[start]

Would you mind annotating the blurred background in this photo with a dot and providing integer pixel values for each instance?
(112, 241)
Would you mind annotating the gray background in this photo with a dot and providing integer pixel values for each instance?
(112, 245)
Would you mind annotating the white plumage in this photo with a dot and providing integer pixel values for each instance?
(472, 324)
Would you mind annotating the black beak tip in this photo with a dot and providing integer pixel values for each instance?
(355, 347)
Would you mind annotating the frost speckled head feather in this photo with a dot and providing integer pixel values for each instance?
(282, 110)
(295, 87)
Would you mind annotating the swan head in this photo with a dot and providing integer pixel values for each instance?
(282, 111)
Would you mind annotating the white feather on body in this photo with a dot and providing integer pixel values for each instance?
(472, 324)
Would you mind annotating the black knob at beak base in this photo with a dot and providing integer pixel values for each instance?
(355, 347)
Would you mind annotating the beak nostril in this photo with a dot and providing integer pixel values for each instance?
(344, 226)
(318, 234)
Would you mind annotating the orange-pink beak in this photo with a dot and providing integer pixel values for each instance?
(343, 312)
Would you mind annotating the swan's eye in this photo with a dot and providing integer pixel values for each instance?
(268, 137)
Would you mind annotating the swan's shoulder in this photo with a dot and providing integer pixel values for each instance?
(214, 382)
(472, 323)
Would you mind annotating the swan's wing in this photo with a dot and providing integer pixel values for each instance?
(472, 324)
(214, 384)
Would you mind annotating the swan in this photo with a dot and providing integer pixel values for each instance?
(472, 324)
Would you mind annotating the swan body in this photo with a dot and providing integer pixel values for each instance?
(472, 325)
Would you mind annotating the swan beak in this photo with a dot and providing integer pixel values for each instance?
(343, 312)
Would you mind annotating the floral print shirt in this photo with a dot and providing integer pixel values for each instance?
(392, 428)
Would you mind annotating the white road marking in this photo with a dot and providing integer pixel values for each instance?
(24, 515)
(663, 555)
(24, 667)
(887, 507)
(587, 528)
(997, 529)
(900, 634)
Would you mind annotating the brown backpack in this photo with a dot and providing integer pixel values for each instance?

[end]

### DIRECTION
Repeat the lines from the one containing "Would you mind annotating the swan beak" through the last line, swapping "floral print shirt" for "striped shirt" and leaving everything else unchanged.

### ANSWER TO THE PROBLEM
Would you mind annotating the swan beak in this photo with a dot and providing integer pixel values for each instance?
(343, 312)
Would you mind annotating the striped shirt in this photo with a dot and providing integer pixel values for each instance?
(392, 428)
Would you mind annotating the white road marking in this photo with a dot and providing integer pixel values for each instance?
(24, 515)
(663, 555)
(24, 667)
(887, 507)
(587, 528)
(997, 529)
(900, 634)
Would you mind annotating the brown backpack in this photo with a dot and providing integer pixel values for each instance?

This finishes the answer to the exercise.